_Lesetext_

>>>>

Stand der Dinge: Meine Filme sind bewegte Postkarten. Alle top Sehenswürdigkeiten einer Altstadt detailliert abgefilmt, das wars.
Problem: Technisch ist das Video korrekt, trotzdem zippt der Zuschauer weiter. Der Film spricht ihn nicht an, ihm fehlen Emotionen. Die entscheidende Frage beim zusehen - „Wie geht es weiter?“ - kommt nicht auf.
Konkretes Beispiel: Bryggen
Ich komme im historischen Hansekontor Bryggen im norwegischen Bergen halbwegs gut informiert an.
Ich nehme auf: Totale über die repräsentative Giebelfront für die Eröffnung, Details an den Fassaden, Gang durch die Gassen, Innenhof, Kranausleger.
Zuhause merke ich, es ist mir nicht gelungen, die Atmosphäre von Bryggen einzufangen. Ich habe einen viele Clips, aber keine zusammenhängende Geschichte.
Hintergrund: Vom 14. bis Mitte des 16 Jahrhunderts war das Kontor Teil des mächtigen Handelsimperiums der Hanse. In Spitzenzeiten lebten dort auf engstem Raum 2000 deutsche Männer. Frauen durften Bryggen nicht betreten, was das Leben nicht leichter machte.
Es herrschten raue Sitte und der Konkurrenzkampf war brutal, ging es doch um sehr viel Geld. Die deutschen Kaufleute hatten südlich von Bryggen das Monopol für den Stockfischhandel.
Für Neuankömmlinge und vor allem Lehrlinge ging es in dieser Männergesellschaft im ersten Jahr im wahrsten Sinne des Wortes ums Überleben. Zudem, wegen Brandgefahr durfte keines der Kontorhäuser beheizt werden.

<<<<

_Aufgabe A_
Wie viele Männer lebten laut dem Lesetext in Spitzenzeiten im Kontor Bryggen?
Der Lesetext und die Auflistung stammen aus unterschiedlichen Quellen.

(Beschriftungen von Objektpunkten)

>>>>

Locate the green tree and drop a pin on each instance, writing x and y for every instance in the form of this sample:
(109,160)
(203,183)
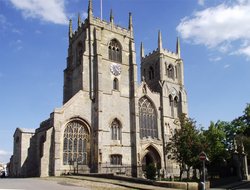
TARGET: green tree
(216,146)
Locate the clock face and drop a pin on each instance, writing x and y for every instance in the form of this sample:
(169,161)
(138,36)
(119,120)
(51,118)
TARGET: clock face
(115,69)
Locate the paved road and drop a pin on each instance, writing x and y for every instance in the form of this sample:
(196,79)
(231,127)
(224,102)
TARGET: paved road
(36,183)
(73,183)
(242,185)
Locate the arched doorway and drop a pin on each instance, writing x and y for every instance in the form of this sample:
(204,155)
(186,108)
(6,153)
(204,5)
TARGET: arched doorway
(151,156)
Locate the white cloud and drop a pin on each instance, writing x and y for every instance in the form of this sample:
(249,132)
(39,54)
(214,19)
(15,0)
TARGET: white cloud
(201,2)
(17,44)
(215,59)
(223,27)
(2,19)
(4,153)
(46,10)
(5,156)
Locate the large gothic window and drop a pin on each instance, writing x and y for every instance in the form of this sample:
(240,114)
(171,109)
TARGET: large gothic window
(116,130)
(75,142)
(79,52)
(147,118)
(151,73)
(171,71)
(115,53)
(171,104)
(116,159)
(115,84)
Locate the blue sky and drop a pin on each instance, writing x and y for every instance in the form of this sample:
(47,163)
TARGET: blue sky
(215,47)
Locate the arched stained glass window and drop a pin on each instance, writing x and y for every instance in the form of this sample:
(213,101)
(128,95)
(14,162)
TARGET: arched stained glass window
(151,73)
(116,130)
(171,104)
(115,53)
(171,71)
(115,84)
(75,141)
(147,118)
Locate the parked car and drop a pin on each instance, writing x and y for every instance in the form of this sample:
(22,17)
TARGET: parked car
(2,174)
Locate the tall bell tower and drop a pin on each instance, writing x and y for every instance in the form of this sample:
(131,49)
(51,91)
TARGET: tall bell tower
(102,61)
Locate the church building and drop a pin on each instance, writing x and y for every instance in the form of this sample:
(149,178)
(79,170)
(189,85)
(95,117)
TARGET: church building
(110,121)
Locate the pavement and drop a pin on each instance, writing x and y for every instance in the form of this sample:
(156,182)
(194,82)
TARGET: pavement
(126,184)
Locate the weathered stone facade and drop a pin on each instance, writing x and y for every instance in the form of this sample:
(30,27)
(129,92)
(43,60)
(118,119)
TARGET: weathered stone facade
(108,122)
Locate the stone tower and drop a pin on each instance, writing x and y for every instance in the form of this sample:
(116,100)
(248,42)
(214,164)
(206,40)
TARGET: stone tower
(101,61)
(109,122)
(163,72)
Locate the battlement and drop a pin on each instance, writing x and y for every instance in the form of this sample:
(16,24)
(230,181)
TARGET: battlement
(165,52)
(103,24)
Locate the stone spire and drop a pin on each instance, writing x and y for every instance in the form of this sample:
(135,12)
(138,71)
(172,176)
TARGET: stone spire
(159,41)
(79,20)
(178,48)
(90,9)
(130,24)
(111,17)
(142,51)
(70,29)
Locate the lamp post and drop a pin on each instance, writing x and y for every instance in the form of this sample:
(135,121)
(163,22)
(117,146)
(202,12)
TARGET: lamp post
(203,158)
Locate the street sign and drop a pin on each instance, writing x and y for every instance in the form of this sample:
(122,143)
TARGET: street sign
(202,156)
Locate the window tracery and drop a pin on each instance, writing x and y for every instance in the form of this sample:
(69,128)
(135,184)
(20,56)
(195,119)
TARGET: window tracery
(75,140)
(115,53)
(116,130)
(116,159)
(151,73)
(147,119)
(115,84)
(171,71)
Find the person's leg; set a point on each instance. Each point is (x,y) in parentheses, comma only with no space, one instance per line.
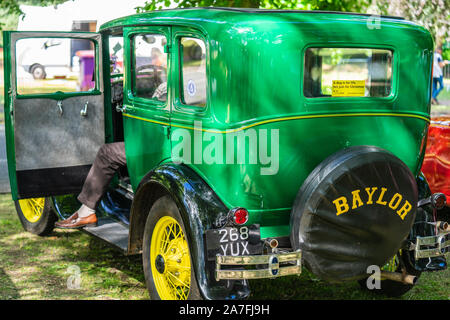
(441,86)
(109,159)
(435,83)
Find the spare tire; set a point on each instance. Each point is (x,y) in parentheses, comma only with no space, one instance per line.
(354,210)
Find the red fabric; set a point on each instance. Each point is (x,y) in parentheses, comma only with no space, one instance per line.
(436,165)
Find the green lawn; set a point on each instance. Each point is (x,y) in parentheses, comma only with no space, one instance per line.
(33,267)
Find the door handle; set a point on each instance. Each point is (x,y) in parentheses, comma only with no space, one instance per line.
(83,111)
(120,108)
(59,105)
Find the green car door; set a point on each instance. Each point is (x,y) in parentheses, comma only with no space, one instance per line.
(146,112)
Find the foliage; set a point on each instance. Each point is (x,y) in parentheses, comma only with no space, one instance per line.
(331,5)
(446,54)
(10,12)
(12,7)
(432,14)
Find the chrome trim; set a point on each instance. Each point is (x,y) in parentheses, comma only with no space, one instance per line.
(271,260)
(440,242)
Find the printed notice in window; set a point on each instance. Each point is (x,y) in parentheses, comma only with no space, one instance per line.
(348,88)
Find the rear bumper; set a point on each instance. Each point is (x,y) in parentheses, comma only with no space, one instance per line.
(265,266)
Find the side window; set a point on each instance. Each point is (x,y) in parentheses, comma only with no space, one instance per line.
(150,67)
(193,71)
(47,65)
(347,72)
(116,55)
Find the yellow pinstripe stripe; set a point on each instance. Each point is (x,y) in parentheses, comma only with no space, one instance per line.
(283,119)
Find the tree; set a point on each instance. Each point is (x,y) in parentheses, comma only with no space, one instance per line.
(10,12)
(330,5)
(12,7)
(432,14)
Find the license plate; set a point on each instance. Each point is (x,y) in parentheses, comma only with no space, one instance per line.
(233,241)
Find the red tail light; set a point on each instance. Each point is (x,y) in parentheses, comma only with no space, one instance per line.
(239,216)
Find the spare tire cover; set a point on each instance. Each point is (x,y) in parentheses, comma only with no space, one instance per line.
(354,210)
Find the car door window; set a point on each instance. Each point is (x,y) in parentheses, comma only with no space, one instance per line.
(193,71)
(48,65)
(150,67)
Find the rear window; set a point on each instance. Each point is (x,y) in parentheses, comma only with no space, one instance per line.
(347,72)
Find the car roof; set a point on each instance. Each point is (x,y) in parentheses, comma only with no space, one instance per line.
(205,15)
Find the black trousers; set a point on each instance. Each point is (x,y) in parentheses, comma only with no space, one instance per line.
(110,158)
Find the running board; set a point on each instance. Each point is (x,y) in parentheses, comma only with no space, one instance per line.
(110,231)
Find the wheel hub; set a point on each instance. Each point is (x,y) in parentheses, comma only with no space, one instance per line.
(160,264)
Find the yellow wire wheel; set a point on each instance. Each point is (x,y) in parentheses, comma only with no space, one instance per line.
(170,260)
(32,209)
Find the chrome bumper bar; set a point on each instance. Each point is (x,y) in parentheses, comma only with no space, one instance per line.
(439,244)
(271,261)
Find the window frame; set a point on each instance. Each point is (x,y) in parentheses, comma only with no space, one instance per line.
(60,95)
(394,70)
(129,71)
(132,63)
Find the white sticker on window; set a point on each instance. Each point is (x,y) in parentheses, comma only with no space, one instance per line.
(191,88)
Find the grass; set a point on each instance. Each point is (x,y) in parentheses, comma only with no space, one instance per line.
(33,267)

<<<<

_Aufgabe B_
Zählen Sie, wie viele Zeilen der Auflistung das Wort „paved“ enthalten, und nennen Sie ausschließlich diese Zahl.

_Fertige Antwort A_
2000 deutsche Männer.

_Fertige Antwort B_
2